Written instruction. Below, copy the rows from the line containing "In this exercise you will find the ceiling" through the last row, replacing "marker" with "pin" and leaving everything else unchanged.

• • • • • • •

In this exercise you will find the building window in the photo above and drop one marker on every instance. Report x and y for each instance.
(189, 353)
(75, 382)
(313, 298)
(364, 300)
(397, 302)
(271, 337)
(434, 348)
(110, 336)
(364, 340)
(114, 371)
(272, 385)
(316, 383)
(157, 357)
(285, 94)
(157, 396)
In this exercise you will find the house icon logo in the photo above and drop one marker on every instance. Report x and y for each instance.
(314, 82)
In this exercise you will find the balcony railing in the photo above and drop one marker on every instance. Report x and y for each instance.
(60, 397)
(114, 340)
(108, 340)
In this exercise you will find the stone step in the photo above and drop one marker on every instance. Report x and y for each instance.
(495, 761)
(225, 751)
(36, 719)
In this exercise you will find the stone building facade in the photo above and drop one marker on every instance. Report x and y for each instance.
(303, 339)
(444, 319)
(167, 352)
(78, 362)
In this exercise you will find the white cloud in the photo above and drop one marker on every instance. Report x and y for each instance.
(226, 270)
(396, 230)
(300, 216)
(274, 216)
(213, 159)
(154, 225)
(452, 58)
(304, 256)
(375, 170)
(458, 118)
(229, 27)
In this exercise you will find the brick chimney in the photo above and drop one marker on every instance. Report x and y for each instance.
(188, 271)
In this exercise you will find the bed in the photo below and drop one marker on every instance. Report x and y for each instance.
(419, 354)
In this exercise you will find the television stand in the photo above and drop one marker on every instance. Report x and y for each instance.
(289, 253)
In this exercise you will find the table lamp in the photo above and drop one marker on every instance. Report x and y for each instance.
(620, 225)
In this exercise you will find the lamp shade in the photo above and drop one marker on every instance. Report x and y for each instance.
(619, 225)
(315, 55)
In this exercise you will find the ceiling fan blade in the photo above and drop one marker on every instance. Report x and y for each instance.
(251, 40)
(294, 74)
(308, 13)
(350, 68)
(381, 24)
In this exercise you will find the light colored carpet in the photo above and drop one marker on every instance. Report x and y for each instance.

• • • • • • •

The output.
In this exercise you will find the ceiling fan blade in the photo above and drop one pin on every instance. Report x and y for each instance.
(251, 40)
(294, 74)
(308, 13)
(350, 68)
(381, 24)
In this exercise you will find the light colored carpet in the photo above and drop one pin on every instance. Report x and y for each instance.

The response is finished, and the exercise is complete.